(FRAGMENT TEKSTU):
>>>
Nowa pora roku, jaka już na dobre zagościła za oknem, sprawia, że mamy większą chęć na coś gorącego, słodkiego i rozgrzewającego. Dlatego dzisiaj proponuję ci trzy nietypowe kawy jesienne. Spokojnie, słodycz nie zabije smaku kawy!
Powiem ci od razu – kawy jesienne, zimowe czy letnie u mnie nie mogą być słodkie. Pralinki, bitą śmietanę i przesłodzone mleko z karmelem nie dla mnie. Zaraz opowiem dlaczego…
Uraz ze Starbucksa
Jeden jedyny raz, gdy byłam w tej popularnej sieci kawiarni, zachowałam się zupełnie nieodpowiedzialnie. Podeszłam do lady i gdy barista zapytał, co podać, odpowiedziałam coś w rodzaju — poproszę specjalność dnia. I dostałam. Dyniowe latte. Kubek z wypisanym moim imieniem, (co swoją drogą jest idiotyczne!) miło parzył w ręce. Zrobiłam jeden łyk, potem drugi. Wyszłam z kawiarni i wyrzuciłam kubek do kosza. Kawa była tak słodka i tak…zła, że nie dało się jej wypić. Od tego czasu największą wariacją, na jaką sobie pozwalam w kawiarniach to flat white. Chyba że mam pewność, że robią tam kawę, a nie napój kawo-podobny.
<<<
[Rekordy źródłowe]
>>>
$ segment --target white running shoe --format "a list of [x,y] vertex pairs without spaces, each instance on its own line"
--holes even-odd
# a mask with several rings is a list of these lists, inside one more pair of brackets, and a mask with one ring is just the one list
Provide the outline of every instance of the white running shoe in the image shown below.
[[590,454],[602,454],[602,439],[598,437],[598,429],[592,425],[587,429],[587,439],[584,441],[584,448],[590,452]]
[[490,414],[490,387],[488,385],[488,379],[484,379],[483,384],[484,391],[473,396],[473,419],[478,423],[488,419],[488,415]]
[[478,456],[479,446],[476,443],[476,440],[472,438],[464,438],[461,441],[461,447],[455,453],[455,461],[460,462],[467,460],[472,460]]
<<<
(SZCZEGÓŁY ZADANIA): Rozwiń tekst o jesiennych kawach, pisząc dalej od jego ostatniego zdania. Wykaz nie ma żadnego związku z tekstem o jesiennych kawach.

(WYNIK ĆWICZENIA):
Kawy jesienne nie muszą być słodkie!
Jeżeli do kawy dolewasz mnóstwo słodkich syropów, to nie tylko zabijasz smak czarnego naparu, ale do tego również serwujesz sobie dodatkowe kalorie i skok cukru w organizmie. Zamiast więc szukać czegoś, co niweluje goryczkę, poszukaj takiej mieszanki, która jest łagodna dla podniebienia. Ale do brzegu, bo miało być o kawach jesiennych.
Mam dla ciebie mały test: pomyśl o jesieni — z czym ci się kojarzy? Jabłka w sadzie, spadające liście, szelest podczas spaceru w parku. Może orzechy, a może pękata dynia? Pójdźmy w zapachy — kardamon, trochę cynamonu, może kurkuma? No i królowa czekolada. Oto, z czego zrobimy kawy jesienne.
Z gorzką czekoladą
Kawa z czekoladą fachowo nazywa się Mocha. O tym, jak ją zrobić, przeczytasz w osobnym wpisie.
Zobacz: Mocha – na słodko i wytrawnie!
Tutaj nieco ją zmodyfikujemy na potrzeby jesiennych smaków. Co potrzebujesz?
- 100 ml zaparzonej, gorącej kawy
- 50 ml gorącego mleka
- 4 kostki gorzkiej czekolady
- bita śmietana, jeżeli lubisz do ozdoby
Czekoladę rozpuść w gorącym mleku i wlej do przygotowanej wcześniej filiżanki. Następnie wlej do niej gorącą kawę i udekoruj kleksem z bitej śmietany. Wypij od razu.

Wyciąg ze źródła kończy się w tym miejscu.